• [TEXT PROVIDED]

What if there were a simpler way of interacting with our smartphones and tablets than reaching for the connected smartwatch? Silicone stickers that rely on touch input to control mobile devices could be a solution to the problem.
It’s usually Sci-Fi movie characters that sport a keyboard on their arm, and somehow that keyboard is easier to use than any other input method. Not to mention that it’s always at hand, if you know what I mean. Not to get into HUD land, having a method to control other devices remotely attached to your arm is nothing short of fantastic, especially when there are no implants involved, and the controller can be removed at any time. To expand the idea, it’s far more convenient to use a touch surface in such a scenario, than having buttons that need extra pressure and effort.
iSkin stickers came into existence as the result of an ambitious collaboration between Martin Weigel and Jurgen Steimle, from the Max Planck Institute for Informatics and Saarland University, Saarbrucken, Germany, Carmel Majidi and Tong Lu from the Carnegie Mellon University, Pittsburgh, PA, U.S., Gilles Bailly from CNRS LTCI, Telecom-ParisTech, Paris, France, and Antti Oulasvirta from the Aalto University, Helsinki, Finland.

• [ACTIVITIES]
1) In the passage on iSkin stickers, what kind of input do the silicone stickers rely on to control mobile devices?
2) Transcribe the stretch from "What if there" through "to the problem." in the passage on iSkin stickers.
3) Decide whether each statement agrees with the passage on iSkin stickers, and answer yes or no with the deciding words quoted: (a) The stickers are made of silicone. (b) Carmel Majidi is named with the Aalto University. (c) A touch surface is described as less convenient than buttons.

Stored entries
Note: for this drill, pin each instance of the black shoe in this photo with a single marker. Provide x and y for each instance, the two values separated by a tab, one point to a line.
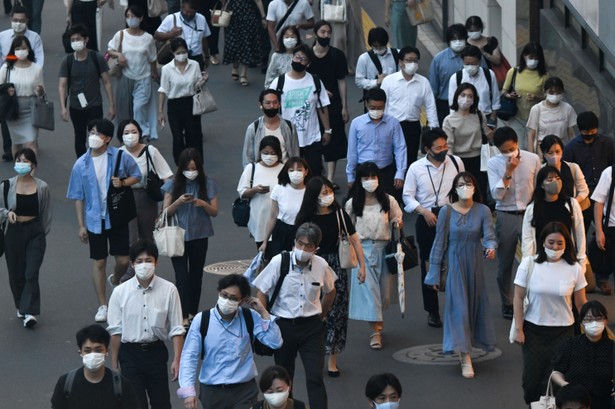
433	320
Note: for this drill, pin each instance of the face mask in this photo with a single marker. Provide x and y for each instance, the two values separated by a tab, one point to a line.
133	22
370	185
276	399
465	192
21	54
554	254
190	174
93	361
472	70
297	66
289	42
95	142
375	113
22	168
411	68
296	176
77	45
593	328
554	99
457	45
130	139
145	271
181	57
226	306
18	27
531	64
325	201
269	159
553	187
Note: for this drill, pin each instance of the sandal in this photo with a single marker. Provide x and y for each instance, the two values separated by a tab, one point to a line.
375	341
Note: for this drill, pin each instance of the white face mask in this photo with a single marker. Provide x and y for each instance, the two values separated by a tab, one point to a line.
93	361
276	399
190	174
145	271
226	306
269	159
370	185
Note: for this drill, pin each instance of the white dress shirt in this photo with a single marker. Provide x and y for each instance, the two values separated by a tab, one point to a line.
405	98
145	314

---

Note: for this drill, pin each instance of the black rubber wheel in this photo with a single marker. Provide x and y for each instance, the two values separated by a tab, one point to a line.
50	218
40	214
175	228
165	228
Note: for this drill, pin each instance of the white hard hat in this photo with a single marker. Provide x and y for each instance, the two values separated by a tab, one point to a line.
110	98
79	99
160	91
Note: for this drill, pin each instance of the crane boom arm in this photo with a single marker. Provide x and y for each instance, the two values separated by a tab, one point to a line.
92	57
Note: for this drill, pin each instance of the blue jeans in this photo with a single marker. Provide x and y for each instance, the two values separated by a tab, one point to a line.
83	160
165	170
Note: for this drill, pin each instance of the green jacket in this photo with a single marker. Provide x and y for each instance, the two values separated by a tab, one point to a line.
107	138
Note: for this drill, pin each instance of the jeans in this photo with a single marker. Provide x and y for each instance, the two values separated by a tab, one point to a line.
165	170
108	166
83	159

• [RESPONSES TO THE EXERCISE]
1) Touch input.

2)
What if there were a simpler way of interacting with our smartphones and tablets than reaching for the connected smartwatch? Silicone stickers that rely on touch input to control mobile devices could be a solution to the problem.

3)
(a) Yes: "Silicone stickers that rely on touch input to control mobile devices"
(b) No: "Carmel Majidi and Tong Lu from the Carnegie Mellon University, Pittsburgh, PA, U.S."
(c) No: "it’s far more convenient to use a touch surface in such a scenario, than having buttons that need extra pressure and effort"